-- Begin SOURCE --

# Kalkoff Electric Bikes anybody got one, any thoughts



## dipper17 (Jul 30, 2011)

Hi all

We are thinking of buying a couple of electric bikes. We are not so young anymore so want a bit help. Wondering if anyone has got this make of bike or can make any comments.

I have been told that with electric bikes you get what you pay for. The quality bikes are supposed to have better electrics and quality batteries. Wondering what you think.

Cheers

Michael


----------



## Mrplodd (Mar 4, 2008)

Cant comment on that make but I have a couple from pro-rider mobility that do everything we want at a sensible price (about £550) You can pay a LOT more but do you really need to for an occasional use leisure bike??

Be sure to get a bike with a 250 Watt motor (a lot have only 200) and a 36V battery (again many are only 24) also you should aim for a 10 amp Hour battery capacity.

Also be wary of "front wheel drive" very dodgy on loose or slippery surfaces (grass or gravel for example) as in the front wheel can lose traction when cornering (at very low speed) slide out to the side and have you off !! rear wheel drive is much better. 

Another thing to look for is the ability to switch the power assistance on and off whilst riding along as some you have to actually stop and get off to do so (very annoying) 

With a 250 watt motor you will be truely amazed at just how much assistance you will get, hills no longer exist when you have a leccy bike. You still have to pedal but only as hard as you do on the flat. They are a brilliant accessory to a motor home, wouldn't be without ours !!


----------



## Conal (Jul 28, 2011)

*Kalkoff and others*

dipper17

This site is worth a visit. IMO David Henshaw is a little too biased towards the cheaper market, but I he one of the most knowledgeable ebike enthusiasts.

http://www.atob.org.uk/electric-bike-reviews.html

I have already given advice on this forum, as have others.

The most important thing to do is test ride them

http://www.50cycles.com/

http://www.onbike.co.uk/

and others will be happy to let you try out bikes with no obligation.

Conal


----------



## randonneur (Jan 25, 2007)

We have a couple of PowaBykes that we bought secondhand 2 years ago and have never regretted buying them.


----------



## erneboy (Feb 8, 2007)

Another vote for ProRider but I haven't tried any others so have nothing to compare mine with, Alan


----------



## jud (Aug 15, 2009)

hi dipper17. like mrplodd & erneboy said pro-rider. i spent 8 months like at e-bikes talking to people on our travels asking about them in the end i made the right choice because the amount of people especially the Germans and you know how they like there own bikes and people coming up to us asking where we got the bikes from and that includes people who already have e-bikes so i made the right choice . in the photo one is a folder which is handy to go in the car boot .jud


----------



## lafree (Dec 31, 2007)

-- End SOURCE --

REQUESTS -
• A. Rewrite the passage of the electric bike thread starting with "http://www.50cycles.com/" and going on through "(Jan 25, 2007)", swapping "obligation" for "commitment".
• B. Pull out every line of the entries that contains the string "wall", matching case exactly.
The entries that come next are unrelated to the electric bike thread.

-- Begin EXCERPTED DATA --

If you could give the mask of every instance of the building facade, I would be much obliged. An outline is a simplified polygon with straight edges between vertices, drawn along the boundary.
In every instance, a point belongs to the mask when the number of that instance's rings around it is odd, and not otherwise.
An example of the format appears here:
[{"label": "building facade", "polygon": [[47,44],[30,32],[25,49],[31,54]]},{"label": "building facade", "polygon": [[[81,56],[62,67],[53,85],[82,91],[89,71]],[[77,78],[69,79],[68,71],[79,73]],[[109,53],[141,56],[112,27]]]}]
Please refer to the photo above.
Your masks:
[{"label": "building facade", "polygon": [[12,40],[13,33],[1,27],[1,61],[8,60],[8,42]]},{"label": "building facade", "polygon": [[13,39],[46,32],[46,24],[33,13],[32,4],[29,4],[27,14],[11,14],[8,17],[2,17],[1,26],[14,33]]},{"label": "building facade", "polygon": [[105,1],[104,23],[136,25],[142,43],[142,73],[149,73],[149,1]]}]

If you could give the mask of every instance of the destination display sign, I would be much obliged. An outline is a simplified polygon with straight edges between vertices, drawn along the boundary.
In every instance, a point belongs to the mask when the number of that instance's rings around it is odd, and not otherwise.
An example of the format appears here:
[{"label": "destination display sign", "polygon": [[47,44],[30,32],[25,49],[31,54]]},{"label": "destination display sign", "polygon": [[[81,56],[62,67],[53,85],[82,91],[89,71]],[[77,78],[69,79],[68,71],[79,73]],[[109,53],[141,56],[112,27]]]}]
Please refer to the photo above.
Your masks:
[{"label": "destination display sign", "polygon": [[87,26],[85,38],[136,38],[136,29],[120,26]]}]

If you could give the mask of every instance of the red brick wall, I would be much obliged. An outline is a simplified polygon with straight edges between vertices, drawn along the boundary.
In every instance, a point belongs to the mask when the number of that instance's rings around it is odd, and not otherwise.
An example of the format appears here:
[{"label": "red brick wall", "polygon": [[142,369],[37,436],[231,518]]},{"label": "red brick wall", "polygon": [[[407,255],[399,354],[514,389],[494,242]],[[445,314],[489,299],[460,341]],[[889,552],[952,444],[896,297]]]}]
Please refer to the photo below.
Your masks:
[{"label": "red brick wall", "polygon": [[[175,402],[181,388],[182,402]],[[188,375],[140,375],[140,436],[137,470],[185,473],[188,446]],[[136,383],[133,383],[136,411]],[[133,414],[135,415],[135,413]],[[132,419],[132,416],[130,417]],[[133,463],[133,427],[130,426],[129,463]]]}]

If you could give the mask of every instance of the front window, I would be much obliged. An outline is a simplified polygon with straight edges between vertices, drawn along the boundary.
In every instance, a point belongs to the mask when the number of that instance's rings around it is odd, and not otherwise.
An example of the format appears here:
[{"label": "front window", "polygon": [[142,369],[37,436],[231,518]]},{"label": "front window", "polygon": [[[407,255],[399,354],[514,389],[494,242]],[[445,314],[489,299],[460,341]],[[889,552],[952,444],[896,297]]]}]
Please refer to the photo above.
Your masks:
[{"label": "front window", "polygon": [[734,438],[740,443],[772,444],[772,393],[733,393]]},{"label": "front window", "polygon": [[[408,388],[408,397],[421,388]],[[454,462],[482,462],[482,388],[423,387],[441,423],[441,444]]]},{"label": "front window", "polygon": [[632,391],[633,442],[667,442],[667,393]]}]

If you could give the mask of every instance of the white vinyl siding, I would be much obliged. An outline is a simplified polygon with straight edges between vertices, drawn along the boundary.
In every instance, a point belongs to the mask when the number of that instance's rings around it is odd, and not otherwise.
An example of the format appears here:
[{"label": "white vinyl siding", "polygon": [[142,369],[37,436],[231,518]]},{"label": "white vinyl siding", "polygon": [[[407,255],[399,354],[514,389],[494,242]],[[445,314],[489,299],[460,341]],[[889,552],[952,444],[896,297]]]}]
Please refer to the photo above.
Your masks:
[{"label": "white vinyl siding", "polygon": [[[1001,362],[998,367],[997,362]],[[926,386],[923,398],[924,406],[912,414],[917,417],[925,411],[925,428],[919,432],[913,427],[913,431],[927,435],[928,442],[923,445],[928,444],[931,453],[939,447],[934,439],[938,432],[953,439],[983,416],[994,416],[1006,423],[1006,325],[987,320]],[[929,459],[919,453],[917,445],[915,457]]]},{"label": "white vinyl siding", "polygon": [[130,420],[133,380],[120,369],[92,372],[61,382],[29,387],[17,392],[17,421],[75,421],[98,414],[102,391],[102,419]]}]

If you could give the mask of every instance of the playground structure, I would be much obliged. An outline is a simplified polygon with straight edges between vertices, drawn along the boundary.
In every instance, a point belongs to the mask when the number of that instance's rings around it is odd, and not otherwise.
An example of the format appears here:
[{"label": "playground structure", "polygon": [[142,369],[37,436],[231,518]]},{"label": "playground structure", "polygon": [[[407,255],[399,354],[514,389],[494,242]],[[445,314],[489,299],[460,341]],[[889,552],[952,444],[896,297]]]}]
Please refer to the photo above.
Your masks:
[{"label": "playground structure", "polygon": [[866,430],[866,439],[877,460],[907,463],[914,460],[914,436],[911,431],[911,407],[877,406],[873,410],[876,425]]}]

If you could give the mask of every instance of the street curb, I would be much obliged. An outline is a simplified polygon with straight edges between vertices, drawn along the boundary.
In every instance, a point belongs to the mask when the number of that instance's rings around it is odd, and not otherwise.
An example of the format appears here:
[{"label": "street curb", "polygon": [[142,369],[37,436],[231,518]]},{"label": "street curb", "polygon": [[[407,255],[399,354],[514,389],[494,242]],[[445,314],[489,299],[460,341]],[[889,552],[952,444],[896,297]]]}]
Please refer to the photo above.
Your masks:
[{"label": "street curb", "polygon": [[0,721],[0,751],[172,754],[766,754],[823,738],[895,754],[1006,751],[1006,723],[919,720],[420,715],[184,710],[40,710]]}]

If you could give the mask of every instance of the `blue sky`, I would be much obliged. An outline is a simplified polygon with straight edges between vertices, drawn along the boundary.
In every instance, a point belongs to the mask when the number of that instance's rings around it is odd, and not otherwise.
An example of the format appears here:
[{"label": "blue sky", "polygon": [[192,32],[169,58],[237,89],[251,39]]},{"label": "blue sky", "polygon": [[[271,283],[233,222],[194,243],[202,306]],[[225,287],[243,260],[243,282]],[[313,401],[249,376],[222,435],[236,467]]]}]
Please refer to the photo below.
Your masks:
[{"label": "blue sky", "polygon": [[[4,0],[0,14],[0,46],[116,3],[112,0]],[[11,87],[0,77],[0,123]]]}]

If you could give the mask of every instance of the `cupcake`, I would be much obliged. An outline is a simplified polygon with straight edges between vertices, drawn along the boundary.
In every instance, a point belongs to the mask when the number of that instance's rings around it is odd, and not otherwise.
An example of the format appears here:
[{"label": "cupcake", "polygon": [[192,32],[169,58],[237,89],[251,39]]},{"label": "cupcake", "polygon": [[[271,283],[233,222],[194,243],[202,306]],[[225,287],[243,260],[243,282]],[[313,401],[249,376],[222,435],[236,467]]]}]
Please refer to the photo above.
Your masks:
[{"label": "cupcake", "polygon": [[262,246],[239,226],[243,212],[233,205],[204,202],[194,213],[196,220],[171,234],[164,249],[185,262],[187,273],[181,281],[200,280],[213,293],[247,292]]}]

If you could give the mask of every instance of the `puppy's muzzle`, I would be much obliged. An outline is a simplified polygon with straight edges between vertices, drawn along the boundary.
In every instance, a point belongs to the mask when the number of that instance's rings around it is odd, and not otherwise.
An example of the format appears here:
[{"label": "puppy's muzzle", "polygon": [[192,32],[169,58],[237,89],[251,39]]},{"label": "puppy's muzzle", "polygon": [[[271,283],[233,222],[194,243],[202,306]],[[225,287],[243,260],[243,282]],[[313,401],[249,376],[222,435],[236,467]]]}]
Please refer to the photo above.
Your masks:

-- End EXCERPTED DATA --

FINAL ANSWERS -
• A.
http://www.50cycles.com/

http://www.onbike.co.uk/

and others will be happy to let you try out bikes with no commitment.

Conal


----------



## randonneur (Jan 25, 2007)

• B.
If you could give the mask of every instance of the red brick wall, I would be much obliged. An outline is a simplified polygon with straight edges between vertices, drawn along the boundary.
[{"label": "red brick wall", "polygon": [[142,369],[37,436],[231,518]]},{"label": "red brick wall", "polygon": [[[407,255],[399,354],[514,389],[494,242]],[[445,314],[489,299],[460,341]],[[889,552],[952,444],[896,297]]]}]
[{"label": "red brick wall", "polygon": [[[175,402],[181,388],[182,402]],[[188,375],[140,375],[140,436],[137,470],[185,473],[188,446]],[[136,383],[133,383],[136,411]],[[133,414],[135,415],[135,413]],[[132,419],[132,416],[130,417]],[[133,463],[133,427],[130,426],[129,463]]]}]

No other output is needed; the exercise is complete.